Selected passage:
┌──
Thinking Sphinx running out of memory - throwing errors

195 views
Skip to first unread message

mhodgson

unread,
May 13, 2008, 9:36:54 AM5/13/08
to Thinking Sphinx
Getting this error when trying to view a page. Any quick help would be
really appreciated. What exactly is running out of memory?

Processing AccountController#article (for 68.166.121.236 at 2008-05-13
09:33:26) [GET]
Session ID: c2cda7bc0d2481909eb6e195f15b8787
Parameters: {"userName"=>"Mach ZRo", "permalink"=>"home-sweet-home-
or-are-we-away", "action"=>"article", "controller"=>"account"}


Errno::ENOMEM (Not enough space):
/vendor/plugins/thinking-sphinx/lib/thinking_sphinx/active_record/
delta.rb:75:in `system'
/vendor/plugins/thinking-sphinx/lib/thinking_sphinx/active_record/
delta.rb:75:in `index_delta'
/opt/csw/lib/ruby/gems/1.8/gems/activerecord-2.0.2/lib/
active_record/callbacks.rb:307:in `send'
/opt/csw/lib/ruby/gems/1.8/gems/activerecord-2.0.2/lib/
active_record/callbacks.rb:307:in `callback'
/opt/csw/lib/ruby/gems/1.8/gems/activerecord-2.0.2/lib/
active_record/callbacks.rb:304:in `each'
/opt/csw/lib/ruby/gems/1.8/gems/activerecord-2.0.2/lib/
active_record/callbacks.rb:304:in `callback'
/vendor/plugins/thinking-sphinx/lib/thinking_sphinx/active_record/
delta.rb:32:in `save'
/app/controllers/account_controller.rb:229:in `article'
/opt/csw/lib/ruby/gems/1.8/gems/actionpack-2.0.2/lib/
action_controller/base.rb:1158:in `send'
/opt/csw/lib/ruby/gems/1.8/gems/actionpack-2.0.2/lib/
action_controller/base.rb:1158:in `perform_action_without_filters'

mhodgson

unread,
May 13, 2008, 9:55:28 AM5/13/08
to Thinking Sphinx
I guess the server was actually running out of memory. I feel like the
indexer system call should be rescued in production to avoid these
kinds of things. If I'm not mistaken, not having the deltas updated
isn't the end of the world and our users certainly would rather see
the page than an error message. I really don't know a ton about this
yet though so I'd love to hear other people's thoughts

Pat Allan

unread,
May 14, 2008, 11:14:08 PM5/14/08
to thinkin...@googlegroups.com
I guess my one concern with adding in a catch for an ENOMEM error is
that it's not really a Sphinx issue - it's a system issue. I don't
know if a plugin be expected to handle that...
└──
What is asked:
1. Can you copy the Thinking Sphinx thread word for word, starting with "Thinking Sphinx running" and going on through "out of memory?"?
2. Answer these questions about the Thinking Sphinx thread:
(a) What error name and message appear at the top of the trace in the first post?
(b) In the second post, what does mhodgson think should be done with the indexer system call in production?
(c) According to Pat Allan, what kind of issue is the error, if not a Sphinx issue?

Provided data:
┌──
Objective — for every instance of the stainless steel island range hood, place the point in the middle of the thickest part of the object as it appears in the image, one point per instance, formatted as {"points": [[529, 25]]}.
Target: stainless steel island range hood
└──
The replies:
1.
Thinking Sphinx running out of memory - throwing errors

195 views
Skip to first unread message

mhodgson

unread,
May 13, 2008, 9:36:54 AM5/13/08
to Thinking Sphinx
Getting this error when trying to view a page. Any quick help would be
really appreciated. What exactly is running out of memory?

2.
(a) Errno::ENOMEM (Not enough space)
(b) It should be rescued.
(c) A system issue.